▶ _What is being asked_
Which lines in the entries below contain the string "tablecloth"? Collect every one of them, treating uppercase and lowercase as different.

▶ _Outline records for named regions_
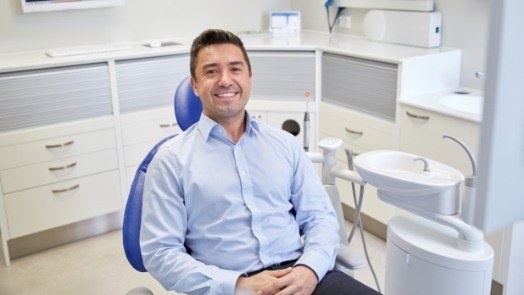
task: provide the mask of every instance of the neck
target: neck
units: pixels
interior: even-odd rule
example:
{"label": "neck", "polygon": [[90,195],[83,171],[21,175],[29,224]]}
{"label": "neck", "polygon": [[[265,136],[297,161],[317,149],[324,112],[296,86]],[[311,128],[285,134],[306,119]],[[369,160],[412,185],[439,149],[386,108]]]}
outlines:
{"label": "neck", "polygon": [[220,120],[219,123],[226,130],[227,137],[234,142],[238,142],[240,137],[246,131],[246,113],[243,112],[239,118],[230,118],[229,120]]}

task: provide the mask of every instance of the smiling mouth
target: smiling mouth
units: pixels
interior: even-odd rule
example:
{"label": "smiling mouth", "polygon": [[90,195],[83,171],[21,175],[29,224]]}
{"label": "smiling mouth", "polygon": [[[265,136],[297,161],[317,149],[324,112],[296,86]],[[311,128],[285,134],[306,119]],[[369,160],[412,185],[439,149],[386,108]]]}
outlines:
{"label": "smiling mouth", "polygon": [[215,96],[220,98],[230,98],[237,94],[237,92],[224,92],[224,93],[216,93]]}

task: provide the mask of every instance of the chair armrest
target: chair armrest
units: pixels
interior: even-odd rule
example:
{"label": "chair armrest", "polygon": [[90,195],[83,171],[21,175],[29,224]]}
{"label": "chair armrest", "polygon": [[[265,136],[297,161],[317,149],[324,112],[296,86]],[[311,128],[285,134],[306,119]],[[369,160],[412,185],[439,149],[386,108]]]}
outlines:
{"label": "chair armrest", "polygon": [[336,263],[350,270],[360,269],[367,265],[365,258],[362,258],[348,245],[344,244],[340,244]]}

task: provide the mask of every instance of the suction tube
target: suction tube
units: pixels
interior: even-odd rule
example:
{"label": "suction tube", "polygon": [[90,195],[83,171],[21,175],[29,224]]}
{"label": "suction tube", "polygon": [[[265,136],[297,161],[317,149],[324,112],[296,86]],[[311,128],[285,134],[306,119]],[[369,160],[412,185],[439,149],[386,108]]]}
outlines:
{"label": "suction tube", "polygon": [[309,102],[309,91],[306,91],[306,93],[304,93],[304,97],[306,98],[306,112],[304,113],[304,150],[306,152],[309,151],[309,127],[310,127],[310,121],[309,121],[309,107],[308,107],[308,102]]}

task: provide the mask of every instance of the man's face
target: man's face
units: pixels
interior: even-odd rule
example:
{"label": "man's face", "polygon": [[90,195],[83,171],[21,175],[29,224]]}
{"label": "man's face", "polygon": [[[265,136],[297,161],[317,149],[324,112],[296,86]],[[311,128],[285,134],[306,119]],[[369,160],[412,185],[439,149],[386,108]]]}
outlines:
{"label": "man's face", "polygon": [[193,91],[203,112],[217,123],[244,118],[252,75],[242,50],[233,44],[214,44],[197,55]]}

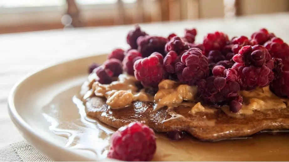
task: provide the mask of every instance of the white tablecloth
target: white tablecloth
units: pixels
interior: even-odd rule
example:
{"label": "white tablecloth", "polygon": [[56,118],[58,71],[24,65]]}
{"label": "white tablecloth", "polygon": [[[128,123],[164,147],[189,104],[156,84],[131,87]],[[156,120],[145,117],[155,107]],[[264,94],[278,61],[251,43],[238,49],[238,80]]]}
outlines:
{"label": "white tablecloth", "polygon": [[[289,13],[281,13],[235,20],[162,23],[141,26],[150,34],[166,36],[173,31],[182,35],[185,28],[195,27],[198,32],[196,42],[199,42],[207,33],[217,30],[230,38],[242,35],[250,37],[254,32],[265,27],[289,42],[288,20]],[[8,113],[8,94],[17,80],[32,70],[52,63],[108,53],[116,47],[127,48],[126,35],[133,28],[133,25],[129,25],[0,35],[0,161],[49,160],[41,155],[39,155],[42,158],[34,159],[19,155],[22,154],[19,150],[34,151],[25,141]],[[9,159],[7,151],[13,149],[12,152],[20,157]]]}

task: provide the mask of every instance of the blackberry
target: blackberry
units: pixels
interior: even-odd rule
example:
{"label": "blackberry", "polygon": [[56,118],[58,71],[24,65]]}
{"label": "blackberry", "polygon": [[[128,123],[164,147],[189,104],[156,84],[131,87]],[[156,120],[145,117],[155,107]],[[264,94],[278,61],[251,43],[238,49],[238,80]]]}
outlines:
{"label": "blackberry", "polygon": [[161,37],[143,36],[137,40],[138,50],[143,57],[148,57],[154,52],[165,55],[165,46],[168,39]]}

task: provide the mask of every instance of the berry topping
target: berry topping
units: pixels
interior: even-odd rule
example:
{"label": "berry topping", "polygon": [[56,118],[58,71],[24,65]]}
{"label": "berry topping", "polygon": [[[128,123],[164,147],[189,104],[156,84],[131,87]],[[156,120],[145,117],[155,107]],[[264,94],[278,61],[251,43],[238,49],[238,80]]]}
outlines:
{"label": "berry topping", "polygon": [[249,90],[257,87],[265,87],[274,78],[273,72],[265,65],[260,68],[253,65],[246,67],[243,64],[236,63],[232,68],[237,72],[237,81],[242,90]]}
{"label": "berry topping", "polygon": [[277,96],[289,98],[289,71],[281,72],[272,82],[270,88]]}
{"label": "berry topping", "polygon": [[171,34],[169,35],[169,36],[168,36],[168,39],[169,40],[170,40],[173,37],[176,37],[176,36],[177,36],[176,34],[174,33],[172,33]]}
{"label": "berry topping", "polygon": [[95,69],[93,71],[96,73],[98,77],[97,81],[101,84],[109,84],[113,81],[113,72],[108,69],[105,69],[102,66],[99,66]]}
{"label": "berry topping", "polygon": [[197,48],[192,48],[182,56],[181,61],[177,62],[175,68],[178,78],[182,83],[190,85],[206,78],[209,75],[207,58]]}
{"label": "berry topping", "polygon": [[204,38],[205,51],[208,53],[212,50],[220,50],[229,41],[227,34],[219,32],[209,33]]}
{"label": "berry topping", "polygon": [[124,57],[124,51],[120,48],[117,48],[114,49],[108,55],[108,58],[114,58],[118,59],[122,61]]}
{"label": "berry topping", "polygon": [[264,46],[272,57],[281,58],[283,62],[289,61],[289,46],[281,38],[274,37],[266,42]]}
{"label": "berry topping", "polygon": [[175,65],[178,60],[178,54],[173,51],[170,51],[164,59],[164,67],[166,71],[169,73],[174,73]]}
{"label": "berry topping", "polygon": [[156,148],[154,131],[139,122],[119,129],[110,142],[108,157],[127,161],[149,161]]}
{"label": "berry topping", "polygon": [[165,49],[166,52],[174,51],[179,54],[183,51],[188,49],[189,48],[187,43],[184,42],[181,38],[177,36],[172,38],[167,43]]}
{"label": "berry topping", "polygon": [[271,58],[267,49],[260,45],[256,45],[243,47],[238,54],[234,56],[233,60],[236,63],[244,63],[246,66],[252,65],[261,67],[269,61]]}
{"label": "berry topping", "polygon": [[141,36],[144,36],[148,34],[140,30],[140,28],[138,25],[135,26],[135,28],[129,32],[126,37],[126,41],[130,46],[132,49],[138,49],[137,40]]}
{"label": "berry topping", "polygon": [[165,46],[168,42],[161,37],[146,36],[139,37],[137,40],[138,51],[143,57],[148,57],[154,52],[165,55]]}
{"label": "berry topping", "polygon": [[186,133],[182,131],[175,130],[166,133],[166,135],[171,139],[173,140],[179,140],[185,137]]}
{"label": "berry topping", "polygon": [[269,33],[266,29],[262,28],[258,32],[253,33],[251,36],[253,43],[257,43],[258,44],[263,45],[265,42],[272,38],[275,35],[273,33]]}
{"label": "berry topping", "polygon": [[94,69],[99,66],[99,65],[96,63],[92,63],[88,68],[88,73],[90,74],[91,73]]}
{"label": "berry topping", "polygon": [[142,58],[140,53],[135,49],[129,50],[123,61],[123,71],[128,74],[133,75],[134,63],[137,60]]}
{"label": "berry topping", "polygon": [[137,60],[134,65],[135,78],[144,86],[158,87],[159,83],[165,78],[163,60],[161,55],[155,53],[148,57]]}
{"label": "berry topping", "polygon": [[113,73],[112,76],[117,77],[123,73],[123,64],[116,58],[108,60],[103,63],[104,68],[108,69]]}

▶ _Complete answer_
task: provide the mask of every instance of the white tablecloth
target: white tablecloth
{"label": "white tablecloth", "polygon": [[56,118],[58,71],[24,65]]}
{"label": "white tablecloth", "polygon": [[[128,123],[164,147],[189,104],[156,84],[131,87]],[[156,120],[145,117],[155,107]],[[264,94],[278,61],[251,43],[238,49],[238,80]]]}
{"label": "white tablecloth", "polygon": [[[289,13],[281,13],[235,20],[162,23],[141,26],[150,34],[166,36],[173,31],[182,35],[185,28],[195,27],[198,32],[196,42],[199,42],[207,33],[217,30],[230,38],[242,35],[250,37],[254,32],[265,27],[289,42],[288,20]],[[8,113],[8,94],[17,80],[32,70],[52,63],[108,53],[116,47],[127,48],[126,35],[133,28],[133,25],[129,25],[0,35],[0,161],[49,160],[41,155],[39,155],[42,158],[34,159],[19,155],[22,154],[19,150],[34,151],[25,141]],[[9,159],[7,151],[13,149],[12,152],[20,157]]]}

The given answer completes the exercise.